## PASSAGE
----

Eugene Birman '05 Visits Performance Classical

On Wednesday, May 27, Eugene Birman, Branson class of 2005, visited Rachel Kim’s Performance Classical class for a virtual discussion about the effects of COVID-19 on his life and career as a freelance musician and composer, and on the performing arts more broadly.

Eugene, who is based in Hong Kong, has a background in economics as well as music. He told the class that he has “always been interested in how the music world meets the business world.” Eugene spoke candidly of the challenges facing performing artists in light of the coronavirus pandemic, with most live performances having been postponed indefinitely or cancelled across the globe. However, he also talked about the creative ways that artists are adapting to the public health crisis. One example: Eugene had been working on a series of concerts scheduled for September 2020 in Hong Kong that featured a vocal ensemble from Denmark. Given the dangers of travel and travel restrictions, and inspired by something he’d seen at Coachella, he began exploring the possibility of hosting the performance in Hong Kong via a hologram of the ensemble. After pursuing the idea, he has been able to get approval from the Hong Kong government.

----

## WHAT IS EXPECTED
In the piece on Eugene Birman's class visit, explain why he started looking into a hologram of the vocal ensemble for the Hong Kong concerts. Use one to three sentences. The lines aren't needed for any task.

(Point-per-instance localization data)
----

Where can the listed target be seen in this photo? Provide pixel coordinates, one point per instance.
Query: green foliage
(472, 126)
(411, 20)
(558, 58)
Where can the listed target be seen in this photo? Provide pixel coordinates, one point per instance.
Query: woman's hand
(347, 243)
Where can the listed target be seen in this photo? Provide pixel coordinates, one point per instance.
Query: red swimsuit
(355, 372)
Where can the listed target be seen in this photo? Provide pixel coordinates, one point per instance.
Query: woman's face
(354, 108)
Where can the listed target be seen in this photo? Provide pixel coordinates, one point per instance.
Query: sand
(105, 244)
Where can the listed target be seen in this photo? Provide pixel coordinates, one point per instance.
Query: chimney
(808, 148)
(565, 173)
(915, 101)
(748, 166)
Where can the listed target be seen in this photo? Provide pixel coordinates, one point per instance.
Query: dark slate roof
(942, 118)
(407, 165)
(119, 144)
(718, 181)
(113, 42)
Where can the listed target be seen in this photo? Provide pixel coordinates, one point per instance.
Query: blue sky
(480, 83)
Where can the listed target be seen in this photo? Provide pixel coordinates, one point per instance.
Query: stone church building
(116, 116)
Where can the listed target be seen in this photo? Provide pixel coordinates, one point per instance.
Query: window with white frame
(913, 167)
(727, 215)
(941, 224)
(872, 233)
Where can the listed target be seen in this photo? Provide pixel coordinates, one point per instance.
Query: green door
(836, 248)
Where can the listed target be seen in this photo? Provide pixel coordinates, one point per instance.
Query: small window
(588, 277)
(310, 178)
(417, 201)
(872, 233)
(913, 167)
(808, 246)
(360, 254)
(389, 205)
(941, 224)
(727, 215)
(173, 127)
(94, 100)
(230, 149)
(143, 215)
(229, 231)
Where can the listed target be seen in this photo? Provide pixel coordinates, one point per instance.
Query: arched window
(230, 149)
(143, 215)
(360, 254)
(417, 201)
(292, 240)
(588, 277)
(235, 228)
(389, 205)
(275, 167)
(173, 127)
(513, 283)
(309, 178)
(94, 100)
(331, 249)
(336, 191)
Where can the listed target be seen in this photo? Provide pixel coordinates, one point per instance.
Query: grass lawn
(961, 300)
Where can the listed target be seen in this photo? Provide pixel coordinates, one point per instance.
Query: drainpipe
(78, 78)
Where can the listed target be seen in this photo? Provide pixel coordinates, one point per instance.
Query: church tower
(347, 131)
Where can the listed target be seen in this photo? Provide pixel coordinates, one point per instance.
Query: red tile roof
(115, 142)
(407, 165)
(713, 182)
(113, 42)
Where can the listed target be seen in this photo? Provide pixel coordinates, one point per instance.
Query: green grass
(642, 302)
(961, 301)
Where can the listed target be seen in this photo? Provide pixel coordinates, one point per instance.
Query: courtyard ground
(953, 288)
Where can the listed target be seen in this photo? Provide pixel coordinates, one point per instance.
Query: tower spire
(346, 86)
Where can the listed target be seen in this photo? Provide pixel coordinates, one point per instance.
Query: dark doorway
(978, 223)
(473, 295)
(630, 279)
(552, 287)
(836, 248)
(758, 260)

----

## SOLUTION TO THE EXERCISE
Travel was dangerous and restricted because of the pandemic, so bringing the vocal ensemble from Denmark to Hong Kong for the September 2020 concerts was a problem. He got the idea of showing the ensemble as a hologram from something he had seen at Coachella.